Having availed themselves of the benefits of their agreement with the broker, the tenants may not evade the obligation to pay compensation for services rendered by the broker. The law requires that the broker recover for its services in quantum meruit in order to avoid unjust enrichment of the tenants at the broker's expense.

However, this was not the end of the case. The court went on to state that although it found that the brokerage agreement was more than a simple exclusive agency, it did not necessarily mean that the tenants are liable for the payment of brokerage commission. After all, the brokerage agreement does not in so many words declare it to be a exclusive right to deal on the tenants behalf. In the absence of such unequivocal language, the court refused to infer such an extensive right. In addition, the court found that there was an inconsistency between an exclusive right to deal and the representation by the broker that it would look not to the tenants for payment of its commission, but only from the landlord.
***
- Exercise -
Extract the full passage on the broker's claim for compensation from the tenants, reproducing every word and mark unchanged. The listing that comes next is drawn from a separate source.

- Data extract -
***
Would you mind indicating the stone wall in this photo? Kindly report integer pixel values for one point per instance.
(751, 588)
***
- Solved problem -
Having availed themselves of the benefits of their agreement with the broker, the tenants may not evade the obligation to pay compensation for services rendered by the broker. The law requires that the broker recover for its services in quantum meruit in order to avoid unjust enrichment of the tenants at the broker's expense.

However, this was not the end of the case. The court went on to state that although it found that the brokerage agreement was more than a simple exclusive agency, it did not necessarily mean that the tenants are liable for the payment of brokerage commission. After all, the brokerage agreement does not in so many words declare it to be a exclusive right to deal on the tenants behalf. In the absence of such unequivocal language, the court refused to infer such an extensive right. In addition, the court found that there was an inconsistency between an exclusive right to deal and the representation by the broker that it would look not to the tenants for payment of its commission, but only from the landlord.